A China deu o primeiro golpe de mestre para controlar a oferta mundial de Gás Natural Liquefeito (GNL). Através da sua petrolífera estatal, a China garantiu o fornecimento de GNL do Qatar, através de um contrato de 27 anos. A assinatura deste acordo ocorre num momento em que a Europa está “desesperada” a tentar encontrar alternativas ao gás russo, e numa circunstância em que o GNL se tornou na única garantia de um inverno sem cortes de energia. Este contrato histórico assinado entre a China e o Qatar, não é apenas uma coincidência, mas sim um golpe geoestratégico com vista a controlar todo o fornecimento Europeu de GNL.

O GNL tem origem num processo onde o gás é filtrado e arrefecido a temperaturas inferiores a -150ºC. Este processo facilita o armazenamento e o transporte, uma vez que, no seu estado líquido, o gás natural reduz até 600 vezes o seu volume. O GNL tem sido cada vez mais utilizado na produção de eletricidade, substituindo o diesel, porque apresenta emissões menores de dióxido de carbono e porque tem um processo de combustão muito mais eficiente.

O GNL tornou-se então na salvação da Europa para o inverno que está a chegar. Até ao momento, e graças às importações dos EUA, a União Europeia conseguiu garantir as suas reservas de gás para o inverno, substituindo 80% do abastecimento do gás russo por GNL.

A Europa tornou-se assim um mercado premium e muito apetecível para o GNL. É aqui que entra a potência asiática, que apesar de estar com consumos energéticos historicamente baixos, resultantes das medidas covid zero, que ainda mantêm, assinou um contrato com o Qatar, com grande potencialidade para mudar o paradigma do fornecimento mundial de GNL.

• • • • • • •

▸ Partes do exercício:
**A.** Resuma o texto sobre o GNL em duas frases.
**B.** Responda, com base no texto sobre o GNL, às perguntas seguintes:
(i) Quantos anos dura o contrato de fornecimento de GNL assinado entre a China e o Qatar?
(ii) Até quantas vezes o gás natural reduz o seu volume no estado líquido?
(iii) Que percentagem do abastecimento de gás russo a União Europeia substituiu por GNL?
**C.** Escreva a continuação do texto sobre o GNL a partir da última frase apresentada.

(Itens do conjunto de dados)
• • • • • • •

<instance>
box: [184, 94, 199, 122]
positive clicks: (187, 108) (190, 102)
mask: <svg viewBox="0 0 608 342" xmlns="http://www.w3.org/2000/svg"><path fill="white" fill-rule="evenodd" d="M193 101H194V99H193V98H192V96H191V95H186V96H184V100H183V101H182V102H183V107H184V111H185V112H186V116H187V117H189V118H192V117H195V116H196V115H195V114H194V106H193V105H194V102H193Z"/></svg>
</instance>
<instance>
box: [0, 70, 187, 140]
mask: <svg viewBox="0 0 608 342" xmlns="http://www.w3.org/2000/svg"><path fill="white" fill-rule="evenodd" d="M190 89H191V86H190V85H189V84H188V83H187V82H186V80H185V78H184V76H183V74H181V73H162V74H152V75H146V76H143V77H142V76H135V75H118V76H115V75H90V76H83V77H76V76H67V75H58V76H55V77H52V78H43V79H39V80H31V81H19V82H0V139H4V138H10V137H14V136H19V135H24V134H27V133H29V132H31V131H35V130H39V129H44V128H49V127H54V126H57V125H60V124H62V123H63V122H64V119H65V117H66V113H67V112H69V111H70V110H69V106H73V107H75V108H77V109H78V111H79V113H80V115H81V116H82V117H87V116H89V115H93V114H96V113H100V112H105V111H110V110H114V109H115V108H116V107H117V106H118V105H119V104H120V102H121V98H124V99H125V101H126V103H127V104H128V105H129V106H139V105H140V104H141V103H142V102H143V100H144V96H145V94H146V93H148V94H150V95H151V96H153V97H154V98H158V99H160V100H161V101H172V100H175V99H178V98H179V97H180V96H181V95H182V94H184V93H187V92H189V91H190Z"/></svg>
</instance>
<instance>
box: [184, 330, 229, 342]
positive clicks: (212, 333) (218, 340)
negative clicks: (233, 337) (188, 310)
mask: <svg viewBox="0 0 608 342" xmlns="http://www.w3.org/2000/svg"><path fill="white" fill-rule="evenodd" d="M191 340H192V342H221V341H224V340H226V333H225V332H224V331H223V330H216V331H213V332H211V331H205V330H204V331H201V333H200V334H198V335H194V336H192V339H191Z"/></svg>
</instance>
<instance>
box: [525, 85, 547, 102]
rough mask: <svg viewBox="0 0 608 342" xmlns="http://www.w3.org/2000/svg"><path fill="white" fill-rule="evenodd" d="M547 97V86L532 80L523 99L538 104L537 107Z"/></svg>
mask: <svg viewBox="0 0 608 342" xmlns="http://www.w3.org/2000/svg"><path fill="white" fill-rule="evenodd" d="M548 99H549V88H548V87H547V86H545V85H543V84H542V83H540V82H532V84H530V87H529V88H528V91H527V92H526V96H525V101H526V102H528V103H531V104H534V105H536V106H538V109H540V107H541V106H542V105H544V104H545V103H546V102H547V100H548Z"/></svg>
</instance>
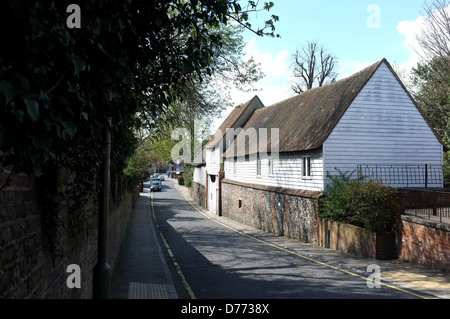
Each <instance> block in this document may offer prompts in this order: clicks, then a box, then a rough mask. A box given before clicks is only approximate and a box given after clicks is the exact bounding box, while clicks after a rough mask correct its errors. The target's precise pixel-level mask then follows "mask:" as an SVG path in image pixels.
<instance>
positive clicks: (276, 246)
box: [175, 187, 429, 299]
mask: <svg viewBox="0 0 450 319" xmlns="http://www.w3.org/2000/svg"><path fill="white" fill-rule="evenodd" d="M175 188H176V189H177V191H178V192H179V193H180V195H181V196H182V197H183V198H184V199H185V200H186V201H187V202H188V203H189V204H190V205H191V206H192V207H194V209H195V210H196V211H198V212H199V213H200V214H202V215H203V216H205V217H206V218H207V219H210V220H212V221H214V222H216V223H217V224H219V225H221V226H223V227H226V228H228V229H230V230H232V231H234V232H236V233H238V234H240V235H242V236H245V237H247V238H250V239H253V240H255V241H258V242H260V243H262V244H265V245H267V246H270V247H273V248H276V249H279V250H282V251H284V252H287V253H289V254H291V255H295V256H298V257H300V258H303V259H306V260H309V261H312V262H314V263H316V264H319V265H322V266H325V267H328V268H331V269H334V270H338V271H341V272H343V273H346V274H349V275H352V276H354V277H358V278H361V279H364V280H367V277H364V276H362V275H359V274H356V273H354V272H351V271H348V270H345V269H342V268H339V267H336V266H333V265H330V264H326V263H323V262H320V261H318V260H316V259H313V258H310V257H307V256H304V255H301V254H299V253H296V252H294V251H291V250H289V249H286V248H283V247H280V246H278V245H275V244H272V243H269V242H267V241H265V240H262V239H259V238H256V237H254V236H251V235H248V234H246V233H244V232H242V231H240V230H238V229H236V228H233V227H231V226H228V225H226V224H224V223H222V222H220V221H218V220H216V219H213V218H211V217H210V216H208V215H207V214H205V213H204V212H202V211H201V210H200V209H198V208H197V206H195V205H194V204H193V203H192V201H191V200H190V199H189V198H187V197H186V196H185V195H184V194H183V193H182V192H181V191H180V190H179V189H178V187H175ZM377 284H381V285H383V286H386V287H388V288H391V289H394V290H398V291H401V292H404V293H407V294H410V295H413V296H416V297H419V298H422V299H429V298H428V297H426V296H422V295H419V294H416V293H414V292H411V291H408V290H405V289H402V288H399V287H395V286H392V285H389V284H387V283H383V282H377Z"/></svg>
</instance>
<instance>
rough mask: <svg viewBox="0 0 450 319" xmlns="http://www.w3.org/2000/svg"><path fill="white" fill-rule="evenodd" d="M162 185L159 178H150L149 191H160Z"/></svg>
mask: <svg viewBox="0 0 450 319" xmlns="http://www.w3.org/2000/svg"><path fill="white" fill-rule="evenodd" d="M161 189H162V185H161V180H160V179H159V178H152V179H151V180H150V191H161Z"/></svg>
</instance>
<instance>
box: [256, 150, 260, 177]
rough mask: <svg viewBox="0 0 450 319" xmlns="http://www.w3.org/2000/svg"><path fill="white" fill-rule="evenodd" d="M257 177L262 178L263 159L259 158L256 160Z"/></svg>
mask: <svg viewBox="0 0 450 319" xmlns="http://www.w3.org/2000/svg"><path fill="white" fill-rule="evenodd" d="M256 177H261V159H260V158H259V154H258V157H257V158H256Z"/></svg>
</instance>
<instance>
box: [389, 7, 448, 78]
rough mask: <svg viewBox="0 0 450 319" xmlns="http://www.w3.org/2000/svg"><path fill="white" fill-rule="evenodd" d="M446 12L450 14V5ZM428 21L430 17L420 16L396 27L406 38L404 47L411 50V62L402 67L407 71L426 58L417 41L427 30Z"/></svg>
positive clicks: (417, 41)
mask: <svg viewBox="0 0 450 319" xmlns="http://www.w3.org/2000/svg"><path fill="white" fill-rule="evenodd" d="M445 11H446V12H447V14H450V5H448V6H447V7H446V8H445ZM434 13H436V11H433V14H434ZM427 19H428V17H425V16H419V17H417V19H416V20H414V21H408V20H405V21H401V22H399V23H398V25H397V27H396V29H397V31H398V33H400V34H401V35H402V36H404V38H405V40H404V41H403V45H404V46H405V47H406V48H407V49H409V50H410V55H409V60H408V61H407V62H405V63H403V64H402V65H401V66H402V67H403V68H405V69H408V70H411V68H412V67H415V66H416V65H417V63H418V62H420V61H421V60H422V58H421V56H424V53H423V51H422V50H421V47H420V45H419V42H418V41H417V36H419V35H420V34H421V32H422V30H423V29H424V28H425V25H426V21H427Z"/></svg>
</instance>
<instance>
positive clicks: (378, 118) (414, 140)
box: [323, 64, 443, 186]
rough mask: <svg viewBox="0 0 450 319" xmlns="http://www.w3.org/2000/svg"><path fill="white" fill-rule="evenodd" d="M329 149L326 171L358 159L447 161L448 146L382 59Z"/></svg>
mask: <svg viewBox="0 0 450 319" xmlns="http://www.w3.org/2000/svg"><path fill="white" fill-rule="evenodd" d="M323 154H324V168H325V174H326V172H327V171H329V172H331V173H335V169H334V168H335V167H337V168H339V169H340V170H341V171H343V172H346V171H349V172H351V171H354V170H356V168H357V165H358V164H371V165H406V164H407V165H424V164H429V165H442V156H443V148H442V145H441V144H440V142H439V141H438V139H437V138H436V136H435V135H434V133H433V131H432V130H431V129H430V127H429V126H428V124H427V123H426V121H425V120H424V119H423V117H422V115H421V114H420V112H419V111H418V110H417V108H416V107H415V105H414V104H413V103H412V101H411V100H410V98H409V96H408V95H407V93H406V92H405V91H404V90H403V88H402V87H401V85H400V84H399V83H398V81H397V79H396V78H395V76H394V75H393V74H392V73H391V71H390V70H389V68H388V67H387V66H386V65H385V64H382V65H380V67H379V69H378V70H377V71H376V72H375V74H374V76H373V77H372V78H371V79H370V80H369V82H368V83H367V84H366V86H365V87H364V88H363V90H362V91H361V92H360V93H359V94H358V96H357V97H356V99H355V100H354V101H353V103H352V105H350V107H349V108H348V110H347V112H346V113H345V114H344V116H343V117H342V118H341V120H340V121H339V123H338V125H337V126H336V128H335V129H334V131H333V132H332V133H331V134H330V136H329V137H328V139H327V141H326V142H325V143H324V146H323ZM393 186H401V185H393ZM430 186H441V185H430Z"/></svg>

• • • • • • •

▸ Resultados por tarefa:
**A.** Através da sua petrolífera estatal, a China garantiu o fornecimento de GNL do Qatar com um contrato de 27 anos, num momento em que a Europa procura alternativas ao gás russo. Graças às importações dos EUA, a União Europeia substituiu 80% do abastecimento de gás russo por GNL e tornou-se um mercado premium, enquanto o contrato chinês tem grande potencialidade para mudar o paradigma do fornecimento mundial de GNL.

**B.**
(i) 27 anos.
(ii) Até 600 vezes.
(iii) 80%.

**C.**
Foi o Qatar a anunciar o contrato de compra e venda de GNL por 4 milhões de t/ano com a China, pelo período mais longo alguma vez contratado para este tipo de commoditie. Só para termos uma ideia mais real da dimensão deste contrato, a quantidade anual contratada, equivale à média de todo o GNL em transito pelos mares de todo o mundo.

Segundo o boletim da ERSE, durante o segundo trimestre de 2022, a forte volatilidade verificada no preço do GNL deveu-se não apenas a questões conjunturais (corte gás russo; descomissionamento de centrais a carvão; etc.), mas também a uma alteração estrutural no mercado e no sector do gás natural.

A China aproveitou esta conjuntura, onde as empresas energéticas Europeias estão impedidas de contratar GNL por prazos longos (pelos compromissos de transição energética), e um mercado global que passou a ter um peso maior de GNL no consumo final de combustíveis. Desta forma, a China, através da Sinopec, passará a controlar uma fatia muito importante de todo o GNL comercializado no mundo.